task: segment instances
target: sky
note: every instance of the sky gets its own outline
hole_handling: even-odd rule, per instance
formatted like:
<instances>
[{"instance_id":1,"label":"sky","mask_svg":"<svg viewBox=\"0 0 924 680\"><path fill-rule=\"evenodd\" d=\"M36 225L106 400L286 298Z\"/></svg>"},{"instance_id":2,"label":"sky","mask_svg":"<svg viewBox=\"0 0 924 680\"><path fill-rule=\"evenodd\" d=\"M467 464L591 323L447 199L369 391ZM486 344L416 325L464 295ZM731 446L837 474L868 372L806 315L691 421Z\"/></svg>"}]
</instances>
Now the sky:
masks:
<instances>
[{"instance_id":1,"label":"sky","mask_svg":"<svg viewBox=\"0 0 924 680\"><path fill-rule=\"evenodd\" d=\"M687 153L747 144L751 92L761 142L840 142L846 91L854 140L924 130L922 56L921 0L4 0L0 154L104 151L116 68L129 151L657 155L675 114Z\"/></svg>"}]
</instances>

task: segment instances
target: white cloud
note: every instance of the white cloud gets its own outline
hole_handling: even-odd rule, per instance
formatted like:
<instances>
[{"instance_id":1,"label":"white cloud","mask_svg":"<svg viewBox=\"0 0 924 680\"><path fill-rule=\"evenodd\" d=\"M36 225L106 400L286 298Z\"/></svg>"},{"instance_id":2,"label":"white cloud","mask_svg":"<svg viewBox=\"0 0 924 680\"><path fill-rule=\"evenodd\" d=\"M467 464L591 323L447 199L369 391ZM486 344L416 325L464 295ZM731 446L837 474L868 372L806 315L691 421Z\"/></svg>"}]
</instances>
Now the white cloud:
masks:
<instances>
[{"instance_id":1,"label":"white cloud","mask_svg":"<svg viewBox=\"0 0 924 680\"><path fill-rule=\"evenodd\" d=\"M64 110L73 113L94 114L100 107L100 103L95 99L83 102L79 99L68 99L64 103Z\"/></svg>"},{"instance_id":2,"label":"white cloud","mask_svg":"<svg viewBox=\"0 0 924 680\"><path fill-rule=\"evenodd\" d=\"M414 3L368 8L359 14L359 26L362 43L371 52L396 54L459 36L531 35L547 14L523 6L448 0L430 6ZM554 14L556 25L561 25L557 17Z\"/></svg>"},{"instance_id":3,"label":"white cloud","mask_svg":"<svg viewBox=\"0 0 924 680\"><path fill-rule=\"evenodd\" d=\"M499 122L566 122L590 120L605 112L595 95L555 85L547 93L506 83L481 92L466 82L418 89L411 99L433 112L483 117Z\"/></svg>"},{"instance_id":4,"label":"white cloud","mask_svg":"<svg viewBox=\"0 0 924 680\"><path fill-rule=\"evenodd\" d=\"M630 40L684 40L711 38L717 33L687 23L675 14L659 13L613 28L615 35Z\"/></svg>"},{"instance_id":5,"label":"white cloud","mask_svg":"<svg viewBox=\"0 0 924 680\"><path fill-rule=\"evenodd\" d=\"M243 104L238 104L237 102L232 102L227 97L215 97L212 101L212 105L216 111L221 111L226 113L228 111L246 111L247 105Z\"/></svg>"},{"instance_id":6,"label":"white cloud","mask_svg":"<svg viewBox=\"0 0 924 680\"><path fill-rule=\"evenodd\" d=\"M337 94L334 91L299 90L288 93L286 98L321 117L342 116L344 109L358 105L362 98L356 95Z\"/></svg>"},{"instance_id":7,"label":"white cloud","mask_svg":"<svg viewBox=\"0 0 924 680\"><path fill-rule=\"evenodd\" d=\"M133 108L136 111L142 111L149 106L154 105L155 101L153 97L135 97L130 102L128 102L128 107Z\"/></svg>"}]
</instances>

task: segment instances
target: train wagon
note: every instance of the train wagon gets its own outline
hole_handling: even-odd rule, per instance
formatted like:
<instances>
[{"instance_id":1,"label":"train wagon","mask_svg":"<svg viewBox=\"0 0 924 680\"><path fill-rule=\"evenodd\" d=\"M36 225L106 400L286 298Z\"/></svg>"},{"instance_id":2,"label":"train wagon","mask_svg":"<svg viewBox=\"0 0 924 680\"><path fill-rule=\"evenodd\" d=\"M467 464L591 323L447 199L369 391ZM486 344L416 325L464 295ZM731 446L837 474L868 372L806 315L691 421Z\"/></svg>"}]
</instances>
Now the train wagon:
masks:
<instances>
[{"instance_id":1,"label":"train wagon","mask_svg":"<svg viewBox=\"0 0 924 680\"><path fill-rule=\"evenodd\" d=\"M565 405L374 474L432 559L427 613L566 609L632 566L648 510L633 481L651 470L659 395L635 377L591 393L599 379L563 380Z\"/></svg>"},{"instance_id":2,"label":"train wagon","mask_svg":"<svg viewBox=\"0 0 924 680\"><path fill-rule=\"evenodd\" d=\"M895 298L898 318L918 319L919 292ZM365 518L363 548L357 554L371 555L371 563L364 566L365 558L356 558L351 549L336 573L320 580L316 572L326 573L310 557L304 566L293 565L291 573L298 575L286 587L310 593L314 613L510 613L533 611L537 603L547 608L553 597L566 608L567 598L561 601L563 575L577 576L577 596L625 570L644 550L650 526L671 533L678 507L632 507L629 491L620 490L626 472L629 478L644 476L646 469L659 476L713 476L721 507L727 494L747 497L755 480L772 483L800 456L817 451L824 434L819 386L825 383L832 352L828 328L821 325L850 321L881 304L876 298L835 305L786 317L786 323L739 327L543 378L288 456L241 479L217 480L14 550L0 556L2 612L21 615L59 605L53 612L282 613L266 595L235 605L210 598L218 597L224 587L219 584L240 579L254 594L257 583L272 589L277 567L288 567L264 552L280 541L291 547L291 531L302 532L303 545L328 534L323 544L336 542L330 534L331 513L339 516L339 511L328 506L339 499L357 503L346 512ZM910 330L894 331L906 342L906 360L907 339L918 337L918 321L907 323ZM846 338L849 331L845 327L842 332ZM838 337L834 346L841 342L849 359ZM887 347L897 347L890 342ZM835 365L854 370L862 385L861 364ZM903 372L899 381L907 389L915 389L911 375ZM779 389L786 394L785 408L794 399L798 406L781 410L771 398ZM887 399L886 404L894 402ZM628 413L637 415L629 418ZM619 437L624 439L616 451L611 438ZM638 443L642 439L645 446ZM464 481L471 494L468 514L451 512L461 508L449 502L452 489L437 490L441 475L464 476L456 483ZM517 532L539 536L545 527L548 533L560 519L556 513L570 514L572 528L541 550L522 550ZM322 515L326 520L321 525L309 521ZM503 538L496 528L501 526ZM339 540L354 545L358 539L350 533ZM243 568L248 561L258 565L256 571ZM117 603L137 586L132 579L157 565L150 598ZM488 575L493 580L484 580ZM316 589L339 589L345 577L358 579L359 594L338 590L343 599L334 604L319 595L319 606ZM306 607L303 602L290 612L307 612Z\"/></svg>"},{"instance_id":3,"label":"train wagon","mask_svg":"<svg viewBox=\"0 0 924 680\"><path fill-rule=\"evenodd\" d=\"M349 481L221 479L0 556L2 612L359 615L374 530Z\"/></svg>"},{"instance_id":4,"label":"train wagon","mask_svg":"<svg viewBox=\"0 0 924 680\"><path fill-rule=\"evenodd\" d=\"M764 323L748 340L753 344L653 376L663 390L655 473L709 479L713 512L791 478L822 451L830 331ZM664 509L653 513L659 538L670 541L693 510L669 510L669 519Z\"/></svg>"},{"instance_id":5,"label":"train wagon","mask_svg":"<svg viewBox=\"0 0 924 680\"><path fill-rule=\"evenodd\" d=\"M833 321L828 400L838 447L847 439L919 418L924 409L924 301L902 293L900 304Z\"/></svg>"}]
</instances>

:::::

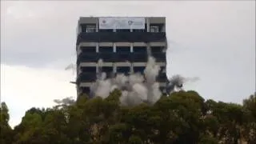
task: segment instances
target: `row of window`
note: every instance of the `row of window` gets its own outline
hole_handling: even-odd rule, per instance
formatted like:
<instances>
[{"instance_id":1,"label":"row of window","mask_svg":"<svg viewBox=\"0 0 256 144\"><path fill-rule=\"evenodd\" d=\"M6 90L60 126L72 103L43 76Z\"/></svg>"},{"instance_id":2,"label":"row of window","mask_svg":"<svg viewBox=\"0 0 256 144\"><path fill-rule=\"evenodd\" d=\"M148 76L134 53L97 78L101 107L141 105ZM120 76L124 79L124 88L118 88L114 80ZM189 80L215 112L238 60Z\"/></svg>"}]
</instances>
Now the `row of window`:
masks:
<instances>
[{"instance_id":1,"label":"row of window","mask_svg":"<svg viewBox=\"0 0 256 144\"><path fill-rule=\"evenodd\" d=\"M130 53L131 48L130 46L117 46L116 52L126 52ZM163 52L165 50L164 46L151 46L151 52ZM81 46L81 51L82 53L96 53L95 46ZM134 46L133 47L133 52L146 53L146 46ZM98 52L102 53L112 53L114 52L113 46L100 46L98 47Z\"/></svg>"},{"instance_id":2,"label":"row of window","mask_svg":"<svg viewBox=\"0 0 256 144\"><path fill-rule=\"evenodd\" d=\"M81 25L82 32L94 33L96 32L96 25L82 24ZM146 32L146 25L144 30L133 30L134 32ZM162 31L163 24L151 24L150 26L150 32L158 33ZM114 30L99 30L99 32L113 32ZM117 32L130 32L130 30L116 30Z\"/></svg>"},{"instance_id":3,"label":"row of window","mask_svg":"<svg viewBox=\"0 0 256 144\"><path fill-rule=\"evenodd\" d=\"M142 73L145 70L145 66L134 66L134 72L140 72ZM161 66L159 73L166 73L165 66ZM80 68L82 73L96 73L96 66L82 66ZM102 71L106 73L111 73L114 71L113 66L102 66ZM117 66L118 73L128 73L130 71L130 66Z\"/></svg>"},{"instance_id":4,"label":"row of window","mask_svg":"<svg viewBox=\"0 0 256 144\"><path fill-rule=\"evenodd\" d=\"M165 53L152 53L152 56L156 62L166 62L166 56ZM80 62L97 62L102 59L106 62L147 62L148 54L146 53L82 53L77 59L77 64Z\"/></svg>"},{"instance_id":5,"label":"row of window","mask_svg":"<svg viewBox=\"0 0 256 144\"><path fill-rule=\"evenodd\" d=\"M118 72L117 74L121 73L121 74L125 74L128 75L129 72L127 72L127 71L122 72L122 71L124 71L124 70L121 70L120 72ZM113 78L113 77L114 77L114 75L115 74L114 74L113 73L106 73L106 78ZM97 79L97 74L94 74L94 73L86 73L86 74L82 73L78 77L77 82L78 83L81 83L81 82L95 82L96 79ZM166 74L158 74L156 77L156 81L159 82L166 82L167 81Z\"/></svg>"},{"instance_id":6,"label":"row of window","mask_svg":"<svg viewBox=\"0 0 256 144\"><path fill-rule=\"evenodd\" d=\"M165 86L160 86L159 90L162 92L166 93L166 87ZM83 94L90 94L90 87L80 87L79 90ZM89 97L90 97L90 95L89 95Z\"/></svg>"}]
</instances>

:::::

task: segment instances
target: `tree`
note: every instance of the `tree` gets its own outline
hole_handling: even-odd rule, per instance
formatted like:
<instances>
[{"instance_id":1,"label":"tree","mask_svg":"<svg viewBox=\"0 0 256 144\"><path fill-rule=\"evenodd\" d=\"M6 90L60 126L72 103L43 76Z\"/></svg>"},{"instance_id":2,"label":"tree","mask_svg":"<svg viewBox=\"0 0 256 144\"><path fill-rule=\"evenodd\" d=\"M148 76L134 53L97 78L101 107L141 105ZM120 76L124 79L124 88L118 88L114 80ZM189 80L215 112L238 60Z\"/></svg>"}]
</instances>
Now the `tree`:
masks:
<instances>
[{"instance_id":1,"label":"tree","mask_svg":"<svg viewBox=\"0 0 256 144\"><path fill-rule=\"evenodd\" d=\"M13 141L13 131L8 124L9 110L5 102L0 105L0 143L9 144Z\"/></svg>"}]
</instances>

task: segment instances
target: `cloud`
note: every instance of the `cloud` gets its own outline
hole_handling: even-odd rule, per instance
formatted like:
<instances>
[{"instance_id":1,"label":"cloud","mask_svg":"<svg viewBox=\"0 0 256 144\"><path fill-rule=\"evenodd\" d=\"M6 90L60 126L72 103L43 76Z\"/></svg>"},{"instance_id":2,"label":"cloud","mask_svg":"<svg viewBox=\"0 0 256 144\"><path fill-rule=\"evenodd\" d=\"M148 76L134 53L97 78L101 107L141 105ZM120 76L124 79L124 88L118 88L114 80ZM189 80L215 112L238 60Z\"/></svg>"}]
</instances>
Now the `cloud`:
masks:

:::::

• Written problem
Collect each line of the records above that contains the word "outline", and copy those lines in full.

• Answer to the task
note: every instance of the sky gets its own outline
note: every instance of the white cloud gets its own outline
note: every instance of the train wagon gets its own outline
note: every instance of the `row of window` gets its own outline
note: every instance of the `tree` gets its own outline
note: every instance of the `cloud` gets its own outline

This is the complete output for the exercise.